_MATERIAL_:
◇ ◇ ◇

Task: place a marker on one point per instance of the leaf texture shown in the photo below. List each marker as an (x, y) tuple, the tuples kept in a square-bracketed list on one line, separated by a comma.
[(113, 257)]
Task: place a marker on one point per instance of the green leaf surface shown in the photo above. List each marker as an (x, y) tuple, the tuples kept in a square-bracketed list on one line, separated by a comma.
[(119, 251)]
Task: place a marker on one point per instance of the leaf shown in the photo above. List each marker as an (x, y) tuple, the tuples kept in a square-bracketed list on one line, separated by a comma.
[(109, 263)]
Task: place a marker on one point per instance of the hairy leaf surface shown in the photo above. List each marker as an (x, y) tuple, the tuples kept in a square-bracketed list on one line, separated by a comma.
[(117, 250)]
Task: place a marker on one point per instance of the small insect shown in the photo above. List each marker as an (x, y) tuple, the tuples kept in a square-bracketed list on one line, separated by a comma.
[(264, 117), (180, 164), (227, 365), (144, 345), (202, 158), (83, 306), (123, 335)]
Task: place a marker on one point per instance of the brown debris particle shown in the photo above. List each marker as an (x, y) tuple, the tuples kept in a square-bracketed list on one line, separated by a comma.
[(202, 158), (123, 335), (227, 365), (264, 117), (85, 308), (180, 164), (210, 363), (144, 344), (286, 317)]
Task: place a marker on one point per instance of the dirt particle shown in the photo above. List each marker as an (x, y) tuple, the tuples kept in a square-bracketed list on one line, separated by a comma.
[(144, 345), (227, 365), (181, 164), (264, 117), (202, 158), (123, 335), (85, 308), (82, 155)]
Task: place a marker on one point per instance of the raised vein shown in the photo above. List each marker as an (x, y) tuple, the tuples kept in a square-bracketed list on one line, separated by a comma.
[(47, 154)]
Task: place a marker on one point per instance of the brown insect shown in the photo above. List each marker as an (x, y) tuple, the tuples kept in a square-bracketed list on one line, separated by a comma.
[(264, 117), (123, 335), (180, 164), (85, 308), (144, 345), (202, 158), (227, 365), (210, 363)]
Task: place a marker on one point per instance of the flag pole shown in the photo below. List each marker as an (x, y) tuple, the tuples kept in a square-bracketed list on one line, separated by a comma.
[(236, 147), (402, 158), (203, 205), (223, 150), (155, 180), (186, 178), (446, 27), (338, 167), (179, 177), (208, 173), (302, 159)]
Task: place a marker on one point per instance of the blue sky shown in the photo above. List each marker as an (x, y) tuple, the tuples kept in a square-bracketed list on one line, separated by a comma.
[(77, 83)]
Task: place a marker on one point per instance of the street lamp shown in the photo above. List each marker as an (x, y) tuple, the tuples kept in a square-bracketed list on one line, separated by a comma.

◇ ◇ ◇

_TASK GOAL_: Put everything from the start of the entries down to the line containing "[(47, 154)]" into a two-column CSV with the header row instruction,answer. Give one row per entry, each field in double quotes, with any line breaks turned into spaces.

_SOLVED EXERCISE_:
instruction,answer
"Task: place a marker on one point per instance of the leaf texture shown in the photo below. List each marker as an (x, y) tuple, the tuples kept in a square-bracketed list on one line, separated by a comma.","[(113, 257)]"
"Task: place a marker on one point per instance of the green leaf surface shown in the photo above. List each marker as an (x, y) tuple, the tuples kept in a square-bracketed list on one line, separated by a comma.","[(119, 251)]"
"Task: place a marker on one point per instance of the leaf shown in the photo above. List each marker as an (x, y) tuple, the tuples kept in a square-bracketed list on one line, separated by a comma.","[(109, 263)]"
"Task: place a marker on one point per instance of the hairy leaf surface shown in the photo above. List each marker as an (x, y) tuple, the tuples kept in a square-bracketed list on one line, separated by a comma.","[(117, 250)]"
"Task: place a marker on one point per instance of the small insect shown in the photo above. List each marker as an (x, y) tuple, the tuples kept in a square-bracketed list on one line, separated by a comma.","[(264, 117), (180, 164), (227, 365), (144, 345), (202, 158), (83, 306), (123, 335)]"
"Task: place a marker on one point per instance of the brown debris particle shown in the photo above. List each marker as an (x, y) tuple, the tuples kept in a square-bracketed list on one line, separated by a comma.","[(202, 158), (123, 335), (227, 365), (264, 117), (85, 308), (180, 164), (210, 363), (144, 344), (286, 317)]"
"Task: place a marker on one point per instance of the dirt particle shown in the photo above. List each marker as an (x, y) tuple, the tuples kept in a square-bracketed list on one line, separated by a comma.","[(144, 345), (227, 365), (181, 164), (264, 117), (202, 158), (123, 335), (85, 308), (82, 155)]"
"Task: place a marker on one point per instance of the raised vein shown in the photo above. List each marker as an (x, y) tuple, the tuples kept in a square-bracketed list on one line, separated by a comma.","[(47, 154)]"